=== SOURCE RECORDS ===
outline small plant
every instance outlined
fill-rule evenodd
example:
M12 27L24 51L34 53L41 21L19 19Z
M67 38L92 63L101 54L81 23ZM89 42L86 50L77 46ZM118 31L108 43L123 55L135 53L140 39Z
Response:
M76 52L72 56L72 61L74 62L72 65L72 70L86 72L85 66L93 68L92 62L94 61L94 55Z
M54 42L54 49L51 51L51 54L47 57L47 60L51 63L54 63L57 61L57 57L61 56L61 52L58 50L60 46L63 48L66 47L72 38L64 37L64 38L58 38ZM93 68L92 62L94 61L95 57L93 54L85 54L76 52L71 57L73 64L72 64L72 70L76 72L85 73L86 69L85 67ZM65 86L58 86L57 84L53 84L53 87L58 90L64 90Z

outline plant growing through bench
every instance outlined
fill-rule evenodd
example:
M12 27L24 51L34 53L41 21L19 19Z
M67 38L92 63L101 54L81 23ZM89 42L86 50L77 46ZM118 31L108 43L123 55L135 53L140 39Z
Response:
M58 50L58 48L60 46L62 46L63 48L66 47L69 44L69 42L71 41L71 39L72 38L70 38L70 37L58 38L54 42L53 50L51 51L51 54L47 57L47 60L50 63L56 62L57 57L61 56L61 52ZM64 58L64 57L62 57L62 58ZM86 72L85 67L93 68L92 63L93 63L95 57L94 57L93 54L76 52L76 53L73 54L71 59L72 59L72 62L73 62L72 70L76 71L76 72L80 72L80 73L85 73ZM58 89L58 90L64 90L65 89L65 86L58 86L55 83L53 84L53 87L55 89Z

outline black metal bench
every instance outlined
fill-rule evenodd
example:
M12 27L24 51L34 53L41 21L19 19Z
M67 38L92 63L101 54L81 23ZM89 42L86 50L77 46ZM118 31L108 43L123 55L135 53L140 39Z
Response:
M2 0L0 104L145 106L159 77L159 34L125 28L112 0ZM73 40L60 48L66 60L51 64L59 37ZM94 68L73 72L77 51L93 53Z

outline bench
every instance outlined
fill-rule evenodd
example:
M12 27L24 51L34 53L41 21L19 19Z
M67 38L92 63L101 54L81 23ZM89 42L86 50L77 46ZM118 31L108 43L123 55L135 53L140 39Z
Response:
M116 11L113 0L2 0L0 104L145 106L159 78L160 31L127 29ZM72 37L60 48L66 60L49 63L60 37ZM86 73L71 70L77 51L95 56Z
===
TASK: Copy the data above word for word, from the line containing "outline black metal bench" up to and including the line containing "M2 0L0 104L145".

CORRECT ANSWER:
outline black metal bench
every instance outlined
fill-rule evenodd
example:
M12 27L24 51L34 53L41 21L19 19Z
M67 38L92 63L101 54L81 23ZM89 42L86 50L77 46ZM118 31L108 43L123 55L135 53L140 39Z
Response:
M2 0L0 104L145 106L159 77L159 34L125 28L112 0ZM73 40L60 48L66 60L51 64L59 37ZM94 68L73 72L77 51L93 53Z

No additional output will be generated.